%%

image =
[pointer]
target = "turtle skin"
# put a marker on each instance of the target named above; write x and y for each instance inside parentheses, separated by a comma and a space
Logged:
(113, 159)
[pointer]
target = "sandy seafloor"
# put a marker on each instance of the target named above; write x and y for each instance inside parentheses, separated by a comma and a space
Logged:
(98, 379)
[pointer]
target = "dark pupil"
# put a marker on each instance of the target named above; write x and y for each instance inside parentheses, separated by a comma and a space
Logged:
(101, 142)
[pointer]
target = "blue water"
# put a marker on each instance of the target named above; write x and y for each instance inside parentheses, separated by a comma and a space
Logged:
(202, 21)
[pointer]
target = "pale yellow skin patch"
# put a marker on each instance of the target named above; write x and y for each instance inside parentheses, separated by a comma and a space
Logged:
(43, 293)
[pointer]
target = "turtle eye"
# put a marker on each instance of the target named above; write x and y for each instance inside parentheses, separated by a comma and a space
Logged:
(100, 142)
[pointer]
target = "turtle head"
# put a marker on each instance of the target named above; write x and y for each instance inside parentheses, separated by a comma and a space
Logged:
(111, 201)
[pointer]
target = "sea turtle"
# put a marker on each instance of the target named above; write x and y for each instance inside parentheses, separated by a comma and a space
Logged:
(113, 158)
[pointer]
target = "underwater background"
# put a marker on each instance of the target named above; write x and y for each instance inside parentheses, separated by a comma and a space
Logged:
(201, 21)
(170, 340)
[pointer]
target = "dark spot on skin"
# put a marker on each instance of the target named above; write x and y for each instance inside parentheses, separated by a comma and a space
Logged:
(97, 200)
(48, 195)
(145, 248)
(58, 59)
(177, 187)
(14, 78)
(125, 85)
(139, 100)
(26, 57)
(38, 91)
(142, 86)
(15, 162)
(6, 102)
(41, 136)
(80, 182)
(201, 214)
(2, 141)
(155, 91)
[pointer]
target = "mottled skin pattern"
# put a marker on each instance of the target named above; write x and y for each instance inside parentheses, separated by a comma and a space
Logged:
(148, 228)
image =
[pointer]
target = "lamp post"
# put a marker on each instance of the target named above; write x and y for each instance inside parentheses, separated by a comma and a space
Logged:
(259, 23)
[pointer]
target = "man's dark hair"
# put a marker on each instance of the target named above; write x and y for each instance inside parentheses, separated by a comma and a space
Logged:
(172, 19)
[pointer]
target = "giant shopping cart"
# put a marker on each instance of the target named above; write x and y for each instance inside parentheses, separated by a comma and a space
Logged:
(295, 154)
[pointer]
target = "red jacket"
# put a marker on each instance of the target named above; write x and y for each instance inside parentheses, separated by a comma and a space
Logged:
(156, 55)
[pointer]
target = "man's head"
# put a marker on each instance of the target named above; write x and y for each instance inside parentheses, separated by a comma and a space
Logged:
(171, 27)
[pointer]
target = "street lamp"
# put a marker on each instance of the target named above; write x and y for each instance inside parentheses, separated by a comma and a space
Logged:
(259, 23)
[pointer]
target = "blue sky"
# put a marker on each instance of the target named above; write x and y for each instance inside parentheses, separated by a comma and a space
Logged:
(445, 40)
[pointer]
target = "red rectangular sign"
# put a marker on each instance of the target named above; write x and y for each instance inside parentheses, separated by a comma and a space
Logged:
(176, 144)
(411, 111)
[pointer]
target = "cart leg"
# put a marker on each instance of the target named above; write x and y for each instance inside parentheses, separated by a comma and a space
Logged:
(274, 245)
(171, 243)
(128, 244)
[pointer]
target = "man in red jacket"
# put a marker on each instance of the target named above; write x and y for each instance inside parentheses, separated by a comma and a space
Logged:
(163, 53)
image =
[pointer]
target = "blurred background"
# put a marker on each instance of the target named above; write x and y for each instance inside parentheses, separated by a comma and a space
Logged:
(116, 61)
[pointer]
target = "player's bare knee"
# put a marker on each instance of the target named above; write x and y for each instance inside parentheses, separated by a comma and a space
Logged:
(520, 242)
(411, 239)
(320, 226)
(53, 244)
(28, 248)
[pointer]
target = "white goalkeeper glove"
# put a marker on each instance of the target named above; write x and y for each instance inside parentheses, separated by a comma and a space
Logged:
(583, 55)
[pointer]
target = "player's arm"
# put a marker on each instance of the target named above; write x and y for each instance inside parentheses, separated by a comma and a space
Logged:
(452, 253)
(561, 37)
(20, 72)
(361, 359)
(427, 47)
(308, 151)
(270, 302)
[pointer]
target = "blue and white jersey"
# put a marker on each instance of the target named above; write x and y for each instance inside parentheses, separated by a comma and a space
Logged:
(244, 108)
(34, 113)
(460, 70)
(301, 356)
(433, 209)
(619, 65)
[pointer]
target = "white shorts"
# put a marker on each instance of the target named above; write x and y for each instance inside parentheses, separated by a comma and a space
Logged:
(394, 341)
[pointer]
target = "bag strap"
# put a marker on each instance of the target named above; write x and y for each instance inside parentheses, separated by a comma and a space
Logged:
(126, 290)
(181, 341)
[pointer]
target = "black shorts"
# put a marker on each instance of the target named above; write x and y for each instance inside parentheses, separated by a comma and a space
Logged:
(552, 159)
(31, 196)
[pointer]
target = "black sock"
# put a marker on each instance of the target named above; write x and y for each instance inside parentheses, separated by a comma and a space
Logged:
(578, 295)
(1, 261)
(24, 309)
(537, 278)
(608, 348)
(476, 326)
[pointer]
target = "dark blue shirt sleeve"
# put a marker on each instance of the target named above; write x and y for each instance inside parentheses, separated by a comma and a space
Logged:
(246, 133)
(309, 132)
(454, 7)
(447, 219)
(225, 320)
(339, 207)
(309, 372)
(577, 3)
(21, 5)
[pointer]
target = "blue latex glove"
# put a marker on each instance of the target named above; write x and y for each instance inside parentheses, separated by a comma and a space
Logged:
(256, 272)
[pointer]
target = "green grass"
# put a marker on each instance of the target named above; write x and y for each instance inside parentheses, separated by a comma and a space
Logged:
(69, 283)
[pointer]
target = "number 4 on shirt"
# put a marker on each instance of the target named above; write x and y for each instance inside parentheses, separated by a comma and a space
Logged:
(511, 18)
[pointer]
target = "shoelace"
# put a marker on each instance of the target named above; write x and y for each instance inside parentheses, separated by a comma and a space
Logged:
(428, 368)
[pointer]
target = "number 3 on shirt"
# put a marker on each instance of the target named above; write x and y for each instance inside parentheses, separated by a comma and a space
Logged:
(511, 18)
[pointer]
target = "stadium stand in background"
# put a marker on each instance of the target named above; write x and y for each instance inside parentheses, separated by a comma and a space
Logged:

%%

• [Your objective]
From the first line to the last, retype the data exactly.

• [Reply to the task]
image =
[pointer]
target = "turtle skin"
# put a marker on each instance of the target named above; write x and y for each instance inside parentheses, separated by a comma and a space
Logged:
(113, 159)
[pointer]
target = "sandy seafloor"
# put a marker on each instance of the target named above; write x and y for each instance inside parentheses, separated by a comma and a space
Logged:
(98, 379)
[pointer]
target = "dark pupil"
# put a marker on each instance of the target named above; write x and y for each instance inside parentheses, separated by a comma and a space
Logged:
(101, 142)
[pointer]
target = "blue water"
# put a marker on each instance of the target named above; write x and y for each instance inside parentheses, separated by a comma and a space
Logged:
(202, 21)
[pointer]
target = "pale yellow skin patch"
# put a marker on each instance of the target named above; write x and y for each instance inside parentheses, separated by a comma and a space
Logged:
(43, 293)
[pointer]
target = "turtle eye"
# put a marker on each instance of the target named above; write x and y for each instance inside parentheses, separated by a comma and a space
Logged:
(100, 142)
[pointer]
target = "turtle head"
# put a marker on each instance of the target named above; write x and y for each instance inside parentheses, separated by a comma and a space
Logged:
(111, 201)
[pointer]
target = "sea turtle"
# put a marker on each instance of the target named above; write x and y for each instance inside parentheses, separated by a comma and a space
Logged:
(113, 158)
[pointer]
target = "underwater background"
# put a marker on each instance of the target named above; write x and y for each instance inside parentheses, separated by a comma and a space
Logged:
(201, 21)
(170, 340)
[pointer]
target = "dark spot on skin"
# put a marker on each instance of the target named above; write x and y for each instance inside parentheses, separated by a comma and a space
Logged:
(97, 200)
(48, 195)
(145, 248)
(58, 59)
(177, 187)
(14, 78)
(125, 85)
(139, 100)
(26, 57)
(38, 91)
(142, 86)
(15, 162)
(6, 102)
(41, 136)
(80, 182)
(201, 214)
(2, 141)
(155, 91)
[pointer]
target = "mottled skin pattern"
# put a marker on each instance of the target named above; write x and y for each instance inside parentheses, separated by a comma and a space
Logged:
(148, 228)
image =
[pointer]
target = "lamp post"
# put a marker on each instance of the target named above; write x and y for each instance inside parentheses, separated by a comma and a space
Logged:
(259, 23)
[pointer]
target = "man's dark hair"
# put a marker on each instance of the target named above; write x and y for each instance inside parentheses, separated by a comma and a space
Logged:
(172, 19)
[pointer]
target = "giant shopping cart"
# put a marker on each instance of the target named above; write x and y for each instance inside parentheses, separated by a comma and a space
Logged:
(295, 154)
[pointer]
target = "red jacket"
# put a marker on each instance of the target named above; write x and y for each instance inside parentheses, separated by a comma and a space
Logged:
(156, 55)
[pointer]
target = "man's head"
# put a marker on each instance of the target named above; write x and y for each instance inside parentheses, separated by a comma and a space
Logged:
(171, 27)
[pointer]
target = "street lamp"
# put a marker on each instance of the target named above; write x and y for each instance inside parentheses, separated by a comma and a space
Logged:
(259, 23)
[pointer]
target = "blue sky"
# put a marker on each instance of the target named above; write x and y for each instance inside parentheses, separated by a comma and a space
Logged:
(445, 40)
[pointer]
target = "red rectangular sign"
# put a marker on each instance of the target named above; write x and y for each instance inside parentheses, separated by a comma and a space
Logged:
(176, 144)
(411, 111)
[pointer]
target = "cart leg"
# put a marker on each instance of the target named above; write x and y for each instance inside parentheses, separated by a comma and a space
Logged:
(274, 245)
(171, 243)
(128, 244)
[pointer]
target = "man in red jacket"
# put a marker on each instance of the target named above; write x and y for each instance inside parentheses, separated by a comma and a space
Logged:
(163, 53)
image =
[pointer]
target = "blurred background"
# put a marker on each instance of the target named above; write x and y for each instance inside parentheses, separated by a comma and a space
Logged:
(116, 61)
[pointer]
target = "player's bare knee"
# put a marker on each instance of the target named above; write x and y for each instance inside parentheses, separated by a comma and a space
Logged:
(520, 242)
(411, 239)
(320, 226)
(53, 244)
(28, 248)
[pointer]
target = "white goalkeeper glove"
# put a marker on each instance of the target named above; write x and y for each instance inside parentheses, separated by a comma and a space
Logged:
(583, 55)
[pointer]
target = "player's arm"
# put a marker on each instance of the target named above; write x and y for each instance inside parentheses, separated by a comma and a space
Logged:
(452, 253)
(561, 37)
(20, 72)
(361, 359)
(427, 47)
(308, 151)
(270, 302)
[pointer]
target = "blue and white jersey"
# put a marker on each instance of the target named above; write x and y for each instance inside parentheses, separated by a comma and a space
Logged:
(244, 108)
(34, 113)
(460, 70)
(301, 356)
(433, 209)
(619, 65)
[pointer]
target = "white shorts"
# put a marker on each instance of the target named above; write x and y for each instance inside parentheses, separated by a comma and a space
Logged:
(394, 341)
[pointer]
target = "bag strap"
# put a marker on each instance of the target named above; write x and y for each instance inside parentheses, separated by a comma and a space
Logged:
(126, 290)
(181, 341)
[pointer]
target = "black shorts"
# put a marker on each instance of the target named above; write x and y for each instance inside parentheses, separated by a comma and a space
Logged:
(552, 159)
(31, 196)
[pointer]
target = "black sock"
# put a marker on each instance of the target named above; write x and y for each instance inside parentheses, separated by a comma and a space
Logged:
(578, 295)
(1, 261)
(24, 309)
(537, 278)
(608, 348)
(476, 326)
[pointer]
target = "dark blue shirt sleeve"
# put a marker on each instance of the target named above; write x and y for each instance inside parentheses, separated by a comma and a space
Logged:
(246, 133)
(309, 132)
(454, 7)
(447, 219)
(225, 320)
(339, 207)
(309, 372)
(577, 3)
(21, 5)
[pointer]
target = "blue latex glove"
# put a marker on each instance of the target named above; write x and y for each instance inside parentheses, separated by a comma and a space
Logged:
(256, 272)
[pointer]
target = "green grass"
# put a marker on each instance of the target named above; write x and y for each instance inside parentheses, separated by a comma and a space
Logged:
(69, 283)
[pointer]
target = "number 4 on shirt"
# put a marker on each instance of the target named above; write x and y for each instance inside parentheses, separated by a comma and a space
Logged:
(511, 18)
[pointer]
target = "shoelace"
# put a marker on each instance of the target named above; write x and y for each instance inside parentheses, separated by a comma and a space
Logged:
(428, 368)
[pointer]
target = "number 3 on shirt"
# put a marker on each instance of the target named above; write x and y for each instance inside parentheses, separated by a comma and a space
Logged:
(511, 18)
[pointer]
target = "stadium stand in background"
# put a marker on each instance of the target named above; write x and y for each instance inside parentheses, separated by a comma and a space
Logged:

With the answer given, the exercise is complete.